**Exercise**
A word-for-word transcription of the records is required.

(Records provided)

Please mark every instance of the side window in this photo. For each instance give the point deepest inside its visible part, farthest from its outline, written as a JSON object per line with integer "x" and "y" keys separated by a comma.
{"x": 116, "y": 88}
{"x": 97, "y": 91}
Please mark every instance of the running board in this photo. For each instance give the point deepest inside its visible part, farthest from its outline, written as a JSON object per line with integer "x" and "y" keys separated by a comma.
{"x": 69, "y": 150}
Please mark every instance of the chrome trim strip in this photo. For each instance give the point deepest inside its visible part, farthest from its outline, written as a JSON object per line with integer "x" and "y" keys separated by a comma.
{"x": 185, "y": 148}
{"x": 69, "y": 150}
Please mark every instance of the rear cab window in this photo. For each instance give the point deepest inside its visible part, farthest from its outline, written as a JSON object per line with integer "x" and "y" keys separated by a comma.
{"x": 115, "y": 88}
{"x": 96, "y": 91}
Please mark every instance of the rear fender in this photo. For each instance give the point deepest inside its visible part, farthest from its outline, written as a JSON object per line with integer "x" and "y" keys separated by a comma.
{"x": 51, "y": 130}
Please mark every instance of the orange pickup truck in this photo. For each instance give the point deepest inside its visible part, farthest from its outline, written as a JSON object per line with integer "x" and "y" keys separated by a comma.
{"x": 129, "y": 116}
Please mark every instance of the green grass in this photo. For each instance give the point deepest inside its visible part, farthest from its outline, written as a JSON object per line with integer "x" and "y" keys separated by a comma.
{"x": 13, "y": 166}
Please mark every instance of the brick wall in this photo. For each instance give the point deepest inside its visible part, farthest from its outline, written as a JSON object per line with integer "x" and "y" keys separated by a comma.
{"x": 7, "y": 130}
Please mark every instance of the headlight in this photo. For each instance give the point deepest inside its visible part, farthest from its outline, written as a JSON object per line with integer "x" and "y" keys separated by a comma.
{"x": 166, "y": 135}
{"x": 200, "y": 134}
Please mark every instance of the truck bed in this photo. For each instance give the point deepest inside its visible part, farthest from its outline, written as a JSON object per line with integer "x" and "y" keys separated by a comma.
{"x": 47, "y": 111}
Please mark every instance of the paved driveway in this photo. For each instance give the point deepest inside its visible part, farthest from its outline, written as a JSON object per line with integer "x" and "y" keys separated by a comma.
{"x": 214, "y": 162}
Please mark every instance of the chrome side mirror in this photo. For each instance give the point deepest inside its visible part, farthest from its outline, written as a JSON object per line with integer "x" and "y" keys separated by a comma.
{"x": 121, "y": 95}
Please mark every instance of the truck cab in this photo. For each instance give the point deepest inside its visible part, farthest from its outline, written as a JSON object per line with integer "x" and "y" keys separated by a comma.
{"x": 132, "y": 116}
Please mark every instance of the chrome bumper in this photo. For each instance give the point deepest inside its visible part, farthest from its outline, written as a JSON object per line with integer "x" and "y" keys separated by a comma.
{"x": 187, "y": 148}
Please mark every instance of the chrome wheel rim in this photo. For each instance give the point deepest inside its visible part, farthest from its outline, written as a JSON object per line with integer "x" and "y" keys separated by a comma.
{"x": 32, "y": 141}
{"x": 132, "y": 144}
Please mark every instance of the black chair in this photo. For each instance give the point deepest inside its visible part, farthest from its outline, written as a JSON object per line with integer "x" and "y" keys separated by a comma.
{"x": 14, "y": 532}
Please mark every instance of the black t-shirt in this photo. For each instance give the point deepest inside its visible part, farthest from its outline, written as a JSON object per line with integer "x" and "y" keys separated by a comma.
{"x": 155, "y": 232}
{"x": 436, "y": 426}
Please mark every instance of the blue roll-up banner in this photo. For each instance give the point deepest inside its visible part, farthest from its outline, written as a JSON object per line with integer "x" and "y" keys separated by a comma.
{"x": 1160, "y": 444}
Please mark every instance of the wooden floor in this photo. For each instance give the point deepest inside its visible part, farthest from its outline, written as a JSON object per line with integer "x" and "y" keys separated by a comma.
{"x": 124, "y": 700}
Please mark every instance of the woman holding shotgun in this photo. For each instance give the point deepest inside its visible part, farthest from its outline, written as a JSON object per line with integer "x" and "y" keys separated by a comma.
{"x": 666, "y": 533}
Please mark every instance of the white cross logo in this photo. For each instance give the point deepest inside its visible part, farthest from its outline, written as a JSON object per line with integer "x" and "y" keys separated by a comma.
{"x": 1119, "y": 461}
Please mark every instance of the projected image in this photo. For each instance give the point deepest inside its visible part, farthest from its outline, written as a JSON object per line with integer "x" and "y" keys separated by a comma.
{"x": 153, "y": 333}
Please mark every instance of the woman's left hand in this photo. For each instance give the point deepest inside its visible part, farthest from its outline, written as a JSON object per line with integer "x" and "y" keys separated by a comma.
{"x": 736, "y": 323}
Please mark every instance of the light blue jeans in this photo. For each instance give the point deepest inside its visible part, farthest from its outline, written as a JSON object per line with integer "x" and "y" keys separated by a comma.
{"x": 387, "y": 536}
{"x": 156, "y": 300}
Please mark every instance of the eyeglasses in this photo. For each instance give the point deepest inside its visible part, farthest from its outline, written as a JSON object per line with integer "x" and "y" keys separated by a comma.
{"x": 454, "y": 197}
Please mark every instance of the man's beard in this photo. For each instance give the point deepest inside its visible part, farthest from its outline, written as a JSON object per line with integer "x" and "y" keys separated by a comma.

(End Records provided)

**Result of this task**
Please mark every instance of the side window in this photo. For each instance give the point deepest inside its visible part, farthest from its outline, written as a JSON object per line with integer "x" and "y" keys separated by a comma.
{"x": 116, "y": 88}
{"x": 97, "y": 91}
Please mark every instance of the running board in this photo. For each instance give the point deepest inside its visible part, farthest from its outline, written as a JSON object per line with integer "x" and "y" keys separated by a comma.
{"x": 69, "y": 150}
Please mark every instance of the chrome trim strip in this photo. For each instance give the point deepest inside its visible part, farthest from its outline, written as a JSON object per line with integer "x" and "y" keys separated by a comma.
{"x": 185, "y": 148}
{"x": 69, "y": 150}
Please mark every instance of the rear cab window in this photo. For each instance give the point deepest inside its visible part, farthest from its outline, written as a JSON object per line with integer "x" and "y" keys separated by a comma.
{"x": 115, "y": 88}
{"x": 96, "y": 91}
Please mark every instance of the rear fender in this photo. For each instance give the point deepest inside its visible part, farthest from its outline, written as a JSON object per line with integer "x" and "y" keys separated by a comma.
{"x": 51, "y": 130}
Please mark every instance of the orange pickup truck in this photo. For each instance give the point deepest inside its visible part, farthest from its outline, written as a JSON object per line with integer "x" and "y" keys separated by a comma.
{"x": 129, "y": 116}
Please mark every instance of the green grass in this photo. For each instance give the point deepest inside its visible part, farthest from its outline, written as a JSON object per line with integer "x" and "y" keys separated by a comma.
{"x": 13, "y": 166}
Please mark every instance of the brick wall in this photo. For each instance give the point deepest inside its visible part, farthest from its outline, written as a JSON object per line with integer "x" and "y" keys separated by a comma.
{"x": 7, "y": 130}
Please mark every instance of the headlight in this photo. For each instance give the point deepest inside its visible part, farthest from its outline, written as a JSON object per line with integer "x" and "y" keys separated by a comma.
{"x": 166, "y": 135}
{"x": 200, "y": 134}
Please mark every instance of the truck bed in this photo. For each instance give the point deepest inside its visible part, farthest from its outline, written as a JSON object per line with integer "x" and "y" keys separated by a comma.
{"x": 47, "y": 111}
Please mark every instance of the paved driveway in this photo. For each instance give the point deepest inside its visible part, farthest from its outline, written as a JSON object per line with integer "x" and "y" keys separated by a comma.
{"x": 214, "y": 162}
Please mark every instance of the chrome side mirror in this photo. For each instance give the point deepest inside its visible part, farthest from its outline, written as a JSON object per line with integer "x" and "y" keys separated by a comma.
{"x": 121, "y": 95}
Please mark every instance of the truck cab in this photo. For each instance give the point deepest inside its visible part, farthest from its outline, written as a JSON object per line with integer "x" and "y" keys separated by a comma.
{"x": 132, "y": 116}
Please mark every instance of the chrome bumper in this photo. For each instance give the point deepest inside its visible part, farthest from its outline, written as a JSON object per line with integer "x" and "y" keys separated by a comma.
{"x": 187, "y": 148}
Please mark every instance of the chrome wheel rim in this photo. For each instance give the point deepest inside its visible part, farthest from its outline, written as a JSON object per line with integer "x" and "y" keys separated by a comma.
{"x": 32, "y": 141}
{"x": 132, "y": 144}
Please mark every instance of the black chair in this photo. For each instance give the point deepest inside its visible part, farthest from its outline, written as a JSON object per line with integer "x" and "y" keys separated by a comma.
{"x": 14, "y": 532}
Please mark every instance of the black t-shirt in this photo. For each instance give the point deepest inside its visible part, farthest from its outline, written as a JSON object per line with integer "x" and "y" keys separated by a comma.
{"x": 155, "y": 232}
{"x": 436, "y": 426}
Please mark every instance of the blue roll-up banner in this photo. For each instance give the point deepest inside its visible part, farthest from its outline, written as a JSON object per line with integer "x" and "y" keys separated by a comma.
{"x": 1160, "y": 444}
Please mark every instance of the wooden floor in this photo. For each instance give the point deepest inside its visible part, farthest from its outline, written as a JSON object per line with integer "x" and "y" keys separated by a comma.
{"x": 124, "y": 700}
Please mark every instance of the woman holding shotgun in this photo. For each instance give the point deepest inside its visible part, farthest from its outline, written as a JSON object per line with integer "x" and "y" keys separated by a comma.
{"x": 666, "y": 533}
Please mark every instance of the white cross logo in this photo. For each instance give the point deepest inside its visible part, farthest from its outline, written as a JSON object per line with integer "x" and "y" keys separated by a comma.
{"x": 1119, "y": 461}
Please mark every instance of the projected image in this photo. For each instance give the point deepest inside its visible part, farthest from its outline, written as a JSON object per line with integer "x" and "y" keys separated by a comma.
{"x": 153, "y": 333}
Please mark every instance of the woman's left hand in this photo. For each instance give the point deepest inside its visible part, farthest from its outline, written as a JSON object per line with integer "x" and "y" keys separated by a comma.
{"x": 736, "y": 323}
Please mark every instance of the light blue jeans in this photo. For each instance give the point deepest inside its visible part, farthest from its outline, written as a JSON object per line with integer "x" and "y" keys separated by a comma.
{"x": 387, "y": 536}
{"x": 156, "y": 300}
Please mark every instance of the eyeglasses in this photo. For each instance give the point deepest inside its visible part, farthest from its outline, written as a JSON object per line with integer "x" and "y" keys separated by a comma.
{"x": 454, "y": 197}
Please mark every instance of the man's beard in this photo. For each instance give the point deepest inside its visible part, farthest from its outline, written as a JSON object per line with integer "x" and "y" keys separated by a comma.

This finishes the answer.